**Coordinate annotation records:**
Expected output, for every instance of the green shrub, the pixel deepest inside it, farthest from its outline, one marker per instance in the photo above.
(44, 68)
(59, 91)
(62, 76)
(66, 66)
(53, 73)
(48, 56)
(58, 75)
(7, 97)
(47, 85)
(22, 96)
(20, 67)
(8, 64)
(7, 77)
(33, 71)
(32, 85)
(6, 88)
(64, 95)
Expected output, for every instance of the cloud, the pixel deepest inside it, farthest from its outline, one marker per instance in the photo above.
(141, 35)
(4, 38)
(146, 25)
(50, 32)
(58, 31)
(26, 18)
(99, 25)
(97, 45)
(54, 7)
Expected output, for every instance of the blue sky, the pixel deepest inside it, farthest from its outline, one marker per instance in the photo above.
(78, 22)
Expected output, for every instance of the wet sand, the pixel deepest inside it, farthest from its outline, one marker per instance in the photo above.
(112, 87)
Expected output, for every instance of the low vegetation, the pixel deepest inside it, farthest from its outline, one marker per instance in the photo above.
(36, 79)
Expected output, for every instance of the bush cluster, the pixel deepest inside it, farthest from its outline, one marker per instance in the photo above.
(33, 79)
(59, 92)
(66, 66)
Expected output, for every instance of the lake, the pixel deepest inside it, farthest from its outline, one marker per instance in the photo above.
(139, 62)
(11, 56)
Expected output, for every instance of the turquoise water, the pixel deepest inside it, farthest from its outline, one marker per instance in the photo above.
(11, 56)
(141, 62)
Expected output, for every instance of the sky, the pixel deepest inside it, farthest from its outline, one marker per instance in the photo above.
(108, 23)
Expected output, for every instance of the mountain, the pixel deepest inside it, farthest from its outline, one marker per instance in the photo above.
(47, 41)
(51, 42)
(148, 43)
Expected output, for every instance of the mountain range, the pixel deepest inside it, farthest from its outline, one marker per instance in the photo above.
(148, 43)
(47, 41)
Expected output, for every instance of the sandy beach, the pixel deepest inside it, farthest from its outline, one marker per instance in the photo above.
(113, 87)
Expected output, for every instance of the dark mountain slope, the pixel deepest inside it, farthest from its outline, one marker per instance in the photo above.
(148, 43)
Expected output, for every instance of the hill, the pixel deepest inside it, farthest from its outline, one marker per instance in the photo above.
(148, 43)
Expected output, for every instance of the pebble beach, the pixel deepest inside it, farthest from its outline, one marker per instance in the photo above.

**Exercise directions:**
Can you repeat, word for word, the records starting at the line that contains "Expected output, for every instance of the mountain range, the" and ending with the last of the records, including both ends?

**Output for this exercise:**
Expected output, for every instance of the mountain range, the pixel deepest inside it, farthest from its outline, one marker per instance in the photo above.
(148, 43)
(47, 41)
Expected output, for every instance of the sandy beach, the pixel deepest inside it, farthest from its outline, one marker per instance in the photo above.
(113, 87)
Expected output, for every instance of the dark mountain slope, the pixel deepest inside it, farthest from its outline, one marker per instance in the photo above.
(148, 43)
Expected output, for every instance of the hill, the pixel deepest inside it, farthest from its outline, one marker per instance in the photo above.
(148, 43)
Expected output, for every instance of the pebble beach, the pixel deepest inside it, farthest from its outline, one marker per instance in the photo above.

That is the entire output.